In the copy, include every record below exactly as it appears, but no pictures.

• [DATA SHOWN]
# # # # #
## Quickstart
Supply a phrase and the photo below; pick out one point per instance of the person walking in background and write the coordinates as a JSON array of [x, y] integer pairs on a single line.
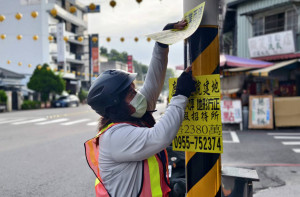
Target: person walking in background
[[128, 154]]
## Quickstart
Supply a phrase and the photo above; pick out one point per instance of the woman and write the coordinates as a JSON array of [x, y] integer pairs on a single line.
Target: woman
[[128, 155]]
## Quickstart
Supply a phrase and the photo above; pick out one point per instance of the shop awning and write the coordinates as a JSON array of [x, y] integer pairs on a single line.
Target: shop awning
[[232, 70], [265, 71], [234, 61]]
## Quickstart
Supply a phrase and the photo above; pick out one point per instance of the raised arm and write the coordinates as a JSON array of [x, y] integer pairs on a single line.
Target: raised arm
[[157, 69]]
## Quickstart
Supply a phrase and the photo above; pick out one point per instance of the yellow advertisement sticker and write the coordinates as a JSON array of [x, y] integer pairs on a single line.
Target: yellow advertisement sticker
[[193, 18], [202, 116]]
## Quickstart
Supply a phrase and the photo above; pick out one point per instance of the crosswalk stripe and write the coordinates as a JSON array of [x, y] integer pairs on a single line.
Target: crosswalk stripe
[[92, 123], [296, 150], [74, 122], [10, 121], [234, 137], [291, 143], [52, 121], [283, 133], [287, 137], [29, 121]]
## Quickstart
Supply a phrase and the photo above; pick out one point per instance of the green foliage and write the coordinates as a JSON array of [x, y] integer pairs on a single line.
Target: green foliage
[[114, 55], [82, 95], [45, 82], [169, 74], [27, 104], [3, 97]]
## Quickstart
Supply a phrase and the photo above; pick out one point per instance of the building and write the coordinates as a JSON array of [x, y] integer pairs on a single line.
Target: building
[[39, 25], [113, 65], [266, 30], [260, 29]]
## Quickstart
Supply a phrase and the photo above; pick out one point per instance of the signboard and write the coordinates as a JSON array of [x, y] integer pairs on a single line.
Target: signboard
[[96, 10], [261, 112], [30, 2], [272, 44], [193, 18], [129, 63], [201, 129], [231, 111], [61, 44], [94, 53]]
# # # # #
• [ANSWER BOX]
## Quickstart
Supply a phrase and the photo below; pick out one point per instance of the person walking in background and write the coordinates as a JSON array of [x, y] integer pairs on a single line.
Target: person walking in background
[[128, 154]]
## Quickstart
Supply a phrase and the photo above; pick out one point per instance of the woman and write the coordinates as a JSON array of [x, y] integer pairs on a single line.
Target: woman
[[128, 155]]
## Quickstart
Supply a phrase and the photo above; pick out one point per instance of the shop awning and write the coordinates as a JSON array of [x, y] integer pairs on a single line.
Target: shop awning
[[232, 70], [265, 71], [234, 61]]
## Quickstart
Supply a phrase and the photo above; pick out one point per instance of the raised arm and write the coordinates as a JSON array of [x, y] integer pairs on a single line.
Target: raised arm
[[157, 69]]
## Quickstart
Supply a phrase and the photo above; pick out one point per instance of the yellow advertisement sticker and write the coordinates as a JSON array of [x, y] integer pairs on a single line.
Target: yellow advertisement sticker
[[193, 18], [202, 116]]
## Quickstart
Supply a phrase and the photo above; pick out one point per instance of the crosswalk stripe and write the coordinates as a JSON array of [x, y] integer pairs on a single line.
Target: crosswalk stripe
[[92, 123], [296, 150], [74, 122], [10, 121], [234, 137], [291, 143], [52, 121], [283, 133], [287, 137], [29, 121]]
## Quickstart
Supply a phrase and the photo above; pick out one point per instance of the green foliage and write the coordinates as a JSON array of [x, y] integer pairs on a single line.
Target: green foliage
[[114, 55], [82, 95], [45, 82], [169, 74], [27, 104], [3, 97]]
## Quickstart
Supply a phrase and the photo above; pick out one point per instance of the building and write the coordinates as a JSON array of [x, y] integer pairs on a single line.
Target: building
[[39, 25], [113, 65], [266, 30], [260, 29]]
## Quickstart
Supply a phrase and the photo above; pick out one point per instance of the signboard and write the coordinates as a JSON array of [x, y] integer pairs on a single line.
Target: signboard
[[96, 10], [261, 112], [30, 2], [272, 44], [193, 18], [129, 63], [201, 129], [231, 111], [61, 44], [94, 53]]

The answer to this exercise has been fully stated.